Working data START

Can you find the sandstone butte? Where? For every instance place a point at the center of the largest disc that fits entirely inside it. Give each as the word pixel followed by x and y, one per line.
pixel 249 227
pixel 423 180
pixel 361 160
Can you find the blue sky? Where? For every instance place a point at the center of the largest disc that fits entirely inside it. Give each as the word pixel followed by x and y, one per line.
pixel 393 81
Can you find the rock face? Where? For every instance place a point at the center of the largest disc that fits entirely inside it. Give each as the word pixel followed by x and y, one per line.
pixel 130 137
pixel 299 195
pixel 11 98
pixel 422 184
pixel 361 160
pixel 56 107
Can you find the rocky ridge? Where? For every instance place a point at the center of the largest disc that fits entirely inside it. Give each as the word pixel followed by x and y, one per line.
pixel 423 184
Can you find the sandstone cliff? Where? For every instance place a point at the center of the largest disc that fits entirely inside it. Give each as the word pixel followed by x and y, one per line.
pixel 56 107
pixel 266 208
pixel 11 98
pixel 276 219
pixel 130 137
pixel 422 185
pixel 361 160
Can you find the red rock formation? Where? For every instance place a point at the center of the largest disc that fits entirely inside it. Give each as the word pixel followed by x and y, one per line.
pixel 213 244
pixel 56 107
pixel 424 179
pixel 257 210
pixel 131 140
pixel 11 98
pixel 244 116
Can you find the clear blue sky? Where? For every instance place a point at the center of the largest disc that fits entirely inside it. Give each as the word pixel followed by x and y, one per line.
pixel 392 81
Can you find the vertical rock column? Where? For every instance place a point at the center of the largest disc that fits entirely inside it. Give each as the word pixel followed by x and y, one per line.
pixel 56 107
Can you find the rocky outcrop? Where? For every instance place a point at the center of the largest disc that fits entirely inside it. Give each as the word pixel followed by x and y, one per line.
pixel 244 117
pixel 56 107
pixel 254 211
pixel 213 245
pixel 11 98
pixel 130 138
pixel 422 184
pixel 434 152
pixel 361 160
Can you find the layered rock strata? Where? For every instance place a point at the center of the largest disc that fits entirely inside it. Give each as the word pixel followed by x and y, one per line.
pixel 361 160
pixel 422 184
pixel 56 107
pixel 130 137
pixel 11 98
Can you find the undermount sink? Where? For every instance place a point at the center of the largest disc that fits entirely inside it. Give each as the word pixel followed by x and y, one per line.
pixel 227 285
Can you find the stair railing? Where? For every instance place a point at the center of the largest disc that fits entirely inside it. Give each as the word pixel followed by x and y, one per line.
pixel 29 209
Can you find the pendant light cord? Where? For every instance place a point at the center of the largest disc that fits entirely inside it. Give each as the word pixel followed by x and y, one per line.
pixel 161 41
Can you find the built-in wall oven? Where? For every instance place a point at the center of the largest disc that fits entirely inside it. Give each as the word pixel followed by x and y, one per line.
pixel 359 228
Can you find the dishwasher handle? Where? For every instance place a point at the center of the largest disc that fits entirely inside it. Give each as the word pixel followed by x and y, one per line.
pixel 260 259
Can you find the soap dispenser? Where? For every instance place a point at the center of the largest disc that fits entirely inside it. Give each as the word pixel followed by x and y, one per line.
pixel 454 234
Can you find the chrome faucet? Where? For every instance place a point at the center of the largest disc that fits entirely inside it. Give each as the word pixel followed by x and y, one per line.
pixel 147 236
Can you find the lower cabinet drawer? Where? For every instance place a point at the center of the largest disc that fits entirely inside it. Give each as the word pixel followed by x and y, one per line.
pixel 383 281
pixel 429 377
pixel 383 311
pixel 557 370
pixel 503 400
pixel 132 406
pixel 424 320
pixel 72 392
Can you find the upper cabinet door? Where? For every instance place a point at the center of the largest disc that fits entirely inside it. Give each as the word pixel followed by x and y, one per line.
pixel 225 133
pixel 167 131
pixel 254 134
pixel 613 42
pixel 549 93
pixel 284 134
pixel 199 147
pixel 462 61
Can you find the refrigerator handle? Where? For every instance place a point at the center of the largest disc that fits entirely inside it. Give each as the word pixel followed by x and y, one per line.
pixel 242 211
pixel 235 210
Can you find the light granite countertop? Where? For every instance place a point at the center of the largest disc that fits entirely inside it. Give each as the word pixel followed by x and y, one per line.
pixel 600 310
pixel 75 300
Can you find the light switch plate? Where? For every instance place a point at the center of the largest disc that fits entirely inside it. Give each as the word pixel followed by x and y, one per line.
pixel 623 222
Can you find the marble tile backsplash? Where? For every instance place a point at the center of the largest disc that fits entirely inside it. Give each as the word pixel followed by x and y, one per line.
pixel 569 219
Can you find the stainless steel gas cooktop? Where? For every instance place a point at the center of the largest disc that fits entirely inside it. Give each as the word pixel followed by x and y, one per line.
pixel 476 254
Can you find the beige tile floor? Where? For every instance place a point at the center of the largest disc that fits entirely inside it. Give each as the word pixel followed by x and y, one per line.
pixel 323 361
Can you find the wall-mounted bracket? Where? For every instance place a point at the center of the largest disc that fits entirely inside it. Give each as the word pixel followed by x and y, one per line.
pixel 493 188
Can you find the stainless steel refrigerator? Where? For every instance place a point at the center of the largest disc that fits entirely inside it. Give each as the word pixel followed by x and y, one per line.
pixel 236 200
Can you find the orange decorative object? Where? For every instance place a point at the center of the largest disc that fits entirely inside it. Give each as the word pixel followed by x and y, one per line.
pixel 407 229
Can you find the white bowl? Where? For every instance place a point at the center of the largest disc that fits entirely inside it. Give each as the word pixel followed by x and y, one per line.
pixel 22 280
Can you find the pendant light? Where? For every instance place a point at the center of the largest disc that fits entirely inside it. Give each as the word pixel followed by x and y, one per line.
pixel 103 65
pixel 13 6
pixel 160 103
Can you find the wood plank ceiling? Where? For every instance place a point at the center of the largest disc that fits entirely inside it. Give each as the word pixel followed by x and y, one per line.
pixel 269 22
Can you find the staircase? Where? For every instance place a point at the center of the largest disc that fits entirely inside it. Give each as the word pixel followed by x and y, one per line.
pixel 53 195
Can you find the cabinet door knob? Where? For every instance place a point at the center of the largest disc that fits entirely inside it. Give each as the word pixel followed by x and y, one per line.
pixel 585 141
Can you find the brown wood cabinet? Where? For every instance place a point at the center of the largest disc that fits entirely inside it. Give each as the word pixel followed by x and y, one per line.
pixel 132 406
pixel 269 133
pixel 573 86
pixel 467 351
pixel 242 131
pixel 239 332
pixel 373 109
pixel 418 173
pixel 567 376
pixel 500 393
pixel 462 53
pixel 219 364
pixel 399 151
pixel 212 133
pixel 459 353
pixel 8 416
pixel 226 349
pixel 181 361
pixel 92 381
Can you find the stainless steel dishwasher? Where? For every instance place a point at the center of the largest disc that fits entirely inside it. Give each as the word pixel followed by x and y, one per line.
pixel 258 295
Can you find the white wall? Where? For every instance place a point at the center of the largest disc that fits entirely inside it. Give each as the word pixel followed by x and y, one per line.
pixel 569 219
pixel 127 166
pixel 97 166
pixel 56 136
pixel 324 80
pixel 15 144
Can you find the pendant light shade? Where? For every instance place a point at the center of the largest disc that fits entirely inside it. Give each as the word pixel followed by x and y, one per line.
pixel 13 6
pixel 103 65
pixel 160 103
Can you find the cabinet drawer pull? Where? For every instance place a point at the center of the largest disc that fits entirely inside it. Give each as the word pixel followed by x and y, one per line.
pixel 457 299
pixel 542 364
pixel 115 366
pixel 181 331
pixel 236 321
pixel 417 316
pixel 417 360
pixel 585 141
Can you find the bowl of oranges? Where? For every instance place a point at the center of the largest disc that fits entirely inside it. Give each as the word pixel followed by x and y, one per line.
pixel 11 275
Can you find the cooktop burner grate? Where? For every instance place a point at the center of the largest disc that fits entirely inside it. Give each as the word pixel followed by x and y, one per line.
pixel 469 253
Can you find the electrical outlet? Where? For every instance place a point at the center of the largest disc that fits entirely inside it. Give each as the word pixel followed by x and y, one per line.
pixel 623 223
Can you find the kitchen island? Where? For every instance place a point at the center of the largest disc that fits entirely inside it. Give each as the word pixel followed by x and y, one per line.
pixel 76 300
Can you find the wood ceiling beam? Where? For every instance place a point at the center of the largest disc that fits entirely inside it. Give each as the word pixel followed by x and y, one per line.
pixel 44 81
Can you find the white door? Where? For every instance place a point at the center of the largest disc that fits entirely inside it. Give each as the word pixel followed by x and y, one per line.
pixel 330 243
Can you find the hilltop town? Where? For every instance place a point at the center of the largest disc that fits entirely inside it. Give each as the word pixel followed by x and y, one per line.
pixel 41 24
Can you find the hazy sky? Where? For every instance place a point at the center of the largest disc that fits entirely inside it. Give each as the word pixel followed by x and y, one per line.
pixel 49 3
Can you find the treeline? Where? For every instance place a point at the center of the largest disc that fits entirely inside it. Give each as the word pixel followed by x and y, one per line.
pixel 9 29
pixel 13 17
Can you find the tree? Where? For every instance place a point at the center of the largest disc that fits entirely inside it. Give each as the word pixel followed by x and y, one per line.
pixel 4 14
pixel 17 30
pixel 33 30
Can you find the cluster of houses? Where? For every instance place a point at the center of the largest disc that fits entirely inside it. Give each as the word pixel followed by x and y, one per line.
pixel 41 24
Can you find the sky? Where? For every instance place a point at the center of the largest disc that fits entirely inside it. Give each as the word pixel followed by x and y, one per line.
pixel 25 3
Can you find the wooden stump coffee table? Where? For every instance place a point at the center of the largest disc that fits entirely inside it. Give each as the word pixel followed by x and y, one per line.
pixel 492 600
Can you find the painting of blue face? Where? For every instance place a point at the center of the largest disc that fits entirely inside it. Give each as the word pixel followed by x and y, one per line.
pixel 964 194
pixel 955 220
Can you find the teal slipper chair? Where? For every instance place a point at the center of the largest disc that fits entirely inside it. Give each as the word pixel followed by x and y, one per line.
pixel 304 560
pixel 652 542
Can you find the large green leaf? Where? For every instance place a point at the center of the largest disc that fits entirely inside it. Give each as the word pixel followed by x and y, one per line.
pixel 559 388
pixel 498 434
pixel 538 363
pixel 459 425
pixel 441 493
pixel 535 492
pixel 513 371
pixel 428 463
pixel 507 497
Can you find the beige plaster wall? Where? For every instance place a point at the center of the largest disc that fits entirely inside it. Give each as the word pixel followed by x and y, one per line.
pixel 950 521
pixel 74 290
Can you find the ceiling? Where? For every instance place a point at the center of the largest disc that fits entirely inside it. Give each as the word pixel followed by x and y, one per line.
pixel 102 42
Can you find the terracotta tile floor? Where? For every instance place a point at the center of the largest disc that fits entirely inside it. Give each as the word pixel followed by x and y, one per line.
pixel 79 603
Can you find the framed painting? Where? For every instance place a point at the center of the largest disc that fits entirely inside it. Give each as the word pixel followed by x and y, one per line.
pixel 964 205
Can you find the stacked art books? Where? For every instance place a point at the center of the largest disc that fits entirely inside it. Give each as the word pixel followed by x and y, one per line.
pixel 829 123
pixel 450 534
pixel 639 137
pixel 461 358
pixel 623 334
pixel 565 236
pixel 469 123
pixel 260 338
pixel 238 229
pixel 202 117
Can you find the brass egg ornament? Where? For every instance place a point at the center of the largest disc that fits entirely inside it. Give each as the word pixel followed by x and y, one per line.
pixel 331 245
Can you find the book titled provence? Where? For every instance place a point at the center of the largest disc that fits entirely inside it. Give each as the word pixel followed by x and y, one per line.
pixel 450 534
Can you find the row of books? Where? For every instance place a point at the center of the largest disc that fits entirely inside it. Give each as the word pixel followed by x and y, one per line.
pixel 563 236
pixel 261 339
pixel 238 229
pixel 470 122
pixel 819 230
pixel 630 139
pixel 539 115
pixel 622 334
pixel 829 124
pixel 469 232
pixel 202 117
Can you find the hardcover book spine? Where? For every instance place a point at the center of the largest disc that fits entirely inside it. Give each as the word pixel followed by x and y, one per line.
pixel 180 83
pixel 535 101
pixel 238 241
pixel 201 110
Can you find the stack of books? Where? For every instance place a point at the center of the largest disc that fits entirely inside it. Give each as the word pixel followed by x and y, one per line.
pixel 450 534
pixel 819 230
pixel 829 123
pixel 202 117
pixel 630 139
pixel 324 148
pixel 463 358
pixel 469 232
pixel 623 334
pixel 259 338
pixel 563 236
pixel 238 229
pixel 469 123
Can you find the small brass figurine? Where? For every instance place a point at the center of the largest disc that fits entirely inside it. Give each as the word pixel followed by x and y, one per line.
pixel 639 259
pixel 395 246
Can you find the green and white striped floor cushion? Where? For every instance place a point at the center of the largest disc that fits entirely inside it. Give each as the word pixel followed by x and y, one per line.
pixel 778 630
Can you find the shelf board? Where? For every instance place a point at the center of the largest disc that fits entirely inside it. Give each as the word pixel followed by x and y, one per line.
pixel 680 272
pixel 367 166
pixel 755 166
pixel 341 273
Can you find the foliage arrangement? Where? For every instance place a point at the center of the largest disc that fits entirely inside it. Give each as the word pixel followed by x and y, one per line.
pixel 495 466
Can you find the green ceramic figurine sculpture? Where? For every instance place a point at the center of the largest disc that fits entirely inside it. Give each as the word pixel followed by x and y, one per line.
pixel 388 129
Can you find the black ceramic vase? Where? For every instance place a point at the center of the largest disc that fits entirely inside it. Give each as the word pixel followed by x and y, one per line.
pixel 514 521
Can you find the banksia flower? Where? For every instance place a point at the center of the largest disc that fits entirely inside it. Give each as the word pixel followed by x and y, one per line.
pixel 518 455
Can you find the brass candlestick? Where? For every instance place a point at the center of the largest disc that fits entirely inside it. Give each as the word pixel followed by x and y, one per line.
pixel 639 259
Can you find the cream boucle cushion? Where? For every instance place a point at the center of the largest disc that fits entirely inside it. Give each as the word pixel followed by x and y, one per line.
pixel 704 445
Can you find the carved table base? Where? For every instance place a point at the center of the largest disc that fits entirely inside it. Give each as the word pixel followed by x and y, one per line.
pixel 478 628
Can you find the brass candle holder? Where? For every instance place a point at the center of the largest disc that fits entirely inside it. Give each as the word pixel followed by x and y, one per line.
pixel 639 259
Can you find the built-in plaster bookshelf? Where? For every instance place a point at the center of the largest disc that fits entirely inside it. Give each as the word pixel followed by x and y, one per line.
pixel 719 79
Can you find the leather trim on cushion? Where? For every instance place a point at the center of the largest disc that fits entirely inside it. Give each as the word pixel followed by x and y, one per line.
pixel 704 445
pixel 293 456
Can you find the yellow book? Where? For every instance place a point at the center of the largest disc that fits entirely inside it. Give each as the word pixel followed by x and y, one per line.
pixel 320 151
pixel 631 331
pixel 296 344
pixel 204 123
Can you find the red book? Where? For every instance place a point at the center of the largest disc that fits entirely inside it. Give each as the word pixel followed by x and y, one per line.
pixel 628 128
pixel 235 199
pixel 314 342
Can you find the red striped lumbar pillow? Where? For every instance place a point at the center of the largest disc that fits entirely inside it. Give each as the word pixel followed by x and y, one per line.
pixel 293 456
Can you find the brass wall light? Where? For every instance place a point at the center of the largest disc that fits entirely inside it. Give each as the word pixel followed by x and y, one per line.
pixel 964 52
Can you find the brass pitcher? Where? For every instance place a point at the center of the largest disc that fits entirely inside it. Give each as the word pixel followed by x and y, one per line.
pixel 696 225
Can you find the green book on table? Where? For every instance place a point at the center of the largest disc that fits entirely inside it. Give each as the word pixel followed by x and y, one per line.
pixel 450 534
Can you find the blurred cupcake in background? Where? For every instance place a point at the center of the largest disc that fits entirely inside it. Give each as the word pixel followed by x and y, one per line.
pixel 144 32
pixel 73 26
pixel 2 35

Working data END

* [Required work]:
Everything from the line containing "Can you find the blurred" to the last line of the material above should be printed exactly, both ends included.

* [Result for this task]:
Can you find the blurred cupcake in background? Where? For every instance place a point at the center of the largest disc that fits entirely inside it. Give each as the word pixel followed by x and y, one per line.
pixel 144 32
pixel 73 26
pixel 2 35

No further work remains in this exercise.